>> BEGIN Listing
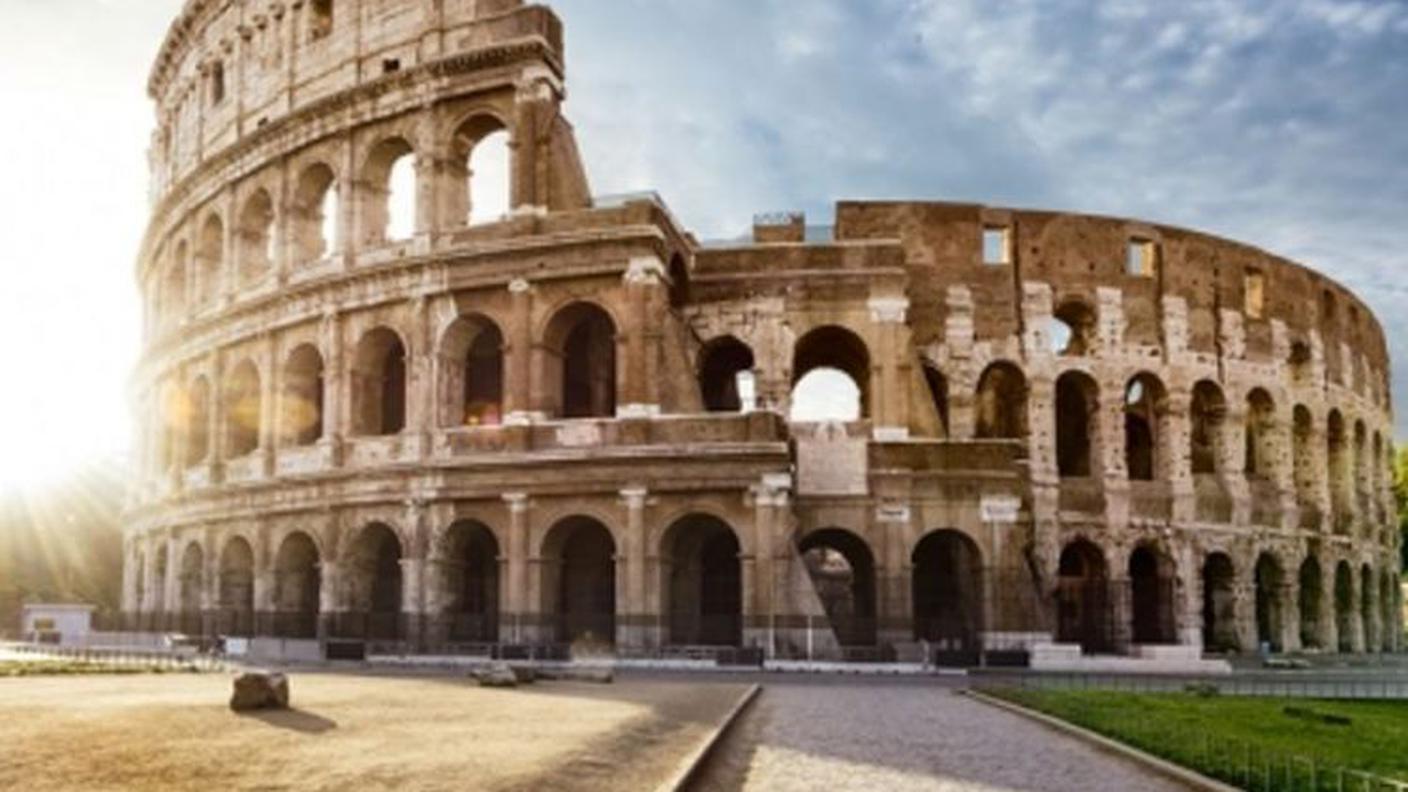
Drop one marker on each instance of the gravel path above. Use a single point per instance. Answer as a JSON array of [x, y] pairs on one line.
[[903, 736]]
>> END Listing
>> BEGIN Listing
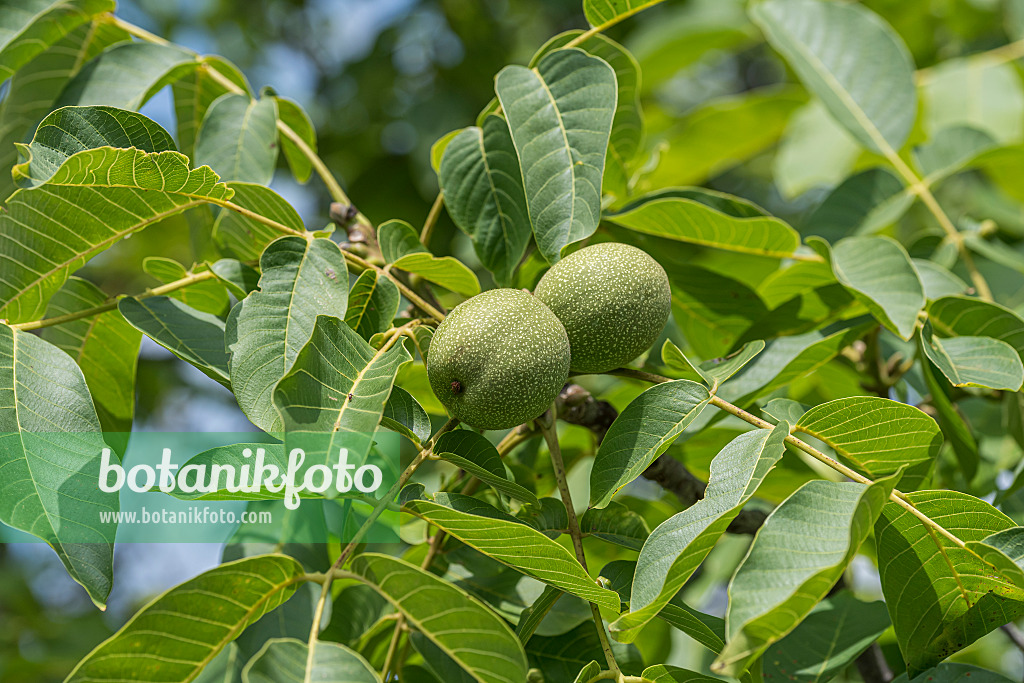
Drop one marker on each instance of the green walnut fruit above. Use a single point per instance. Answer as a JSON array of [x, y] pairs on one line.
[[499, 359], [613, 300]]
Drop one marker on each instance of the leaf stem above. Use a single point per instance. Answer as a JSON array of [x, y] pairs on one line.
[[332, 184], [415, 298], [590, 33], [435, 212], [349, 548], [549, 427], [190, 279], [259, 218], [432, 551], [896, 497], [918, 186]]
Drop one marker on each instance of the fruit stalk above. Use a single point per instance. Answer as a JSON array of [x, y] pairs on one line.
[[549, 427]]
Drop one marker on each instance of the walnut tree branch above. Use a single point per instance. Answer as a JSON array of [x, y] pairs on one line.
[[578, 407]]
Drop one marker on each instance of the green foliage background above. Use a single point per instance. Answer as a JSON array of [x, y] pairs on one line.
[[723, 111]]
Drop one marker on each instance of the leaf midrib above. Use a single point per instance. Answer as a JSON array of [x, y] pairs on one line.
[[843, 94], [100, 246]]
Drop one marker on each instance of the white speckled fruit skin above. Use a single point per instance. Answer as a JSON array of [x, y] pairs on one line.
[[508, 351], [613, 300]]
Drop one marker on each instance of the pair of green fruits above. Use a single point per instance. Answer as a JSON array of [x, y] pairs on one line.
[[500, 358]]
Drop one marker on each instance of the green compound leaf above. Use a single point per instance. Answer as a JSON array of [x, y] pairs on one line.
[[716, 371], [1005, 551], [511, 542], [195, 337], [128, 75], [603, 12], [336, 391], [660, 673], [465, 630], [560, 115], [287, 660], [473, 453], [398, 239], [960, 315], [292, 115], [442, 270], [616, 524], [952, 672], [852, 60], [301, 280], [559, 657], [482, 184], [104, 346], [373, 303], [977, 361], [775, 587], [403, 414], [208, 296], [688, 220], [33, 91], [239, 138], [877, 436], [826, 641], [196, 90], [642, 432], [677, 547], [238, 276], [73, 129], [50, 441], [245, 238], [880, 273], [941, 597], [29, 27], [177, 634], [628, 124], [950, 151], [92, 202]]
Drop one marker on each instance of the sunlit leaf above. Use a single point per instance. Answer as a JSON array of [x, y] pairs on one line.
>> END Listing
What the exercise asks :: Rewrite the material from the line containing "Drop one marker on each instance of the pair" up to and including the line containing "[[500, 358]]", replacing "pair of green fruits" with "two green fruits" and leaving everything else unchanged.

Exercise response ::
Drop one marker on each instance of the two green fruits above. Use a single point per instance. Answer as a JSON array of [x, y] pairs on one line.
[[500, 358]]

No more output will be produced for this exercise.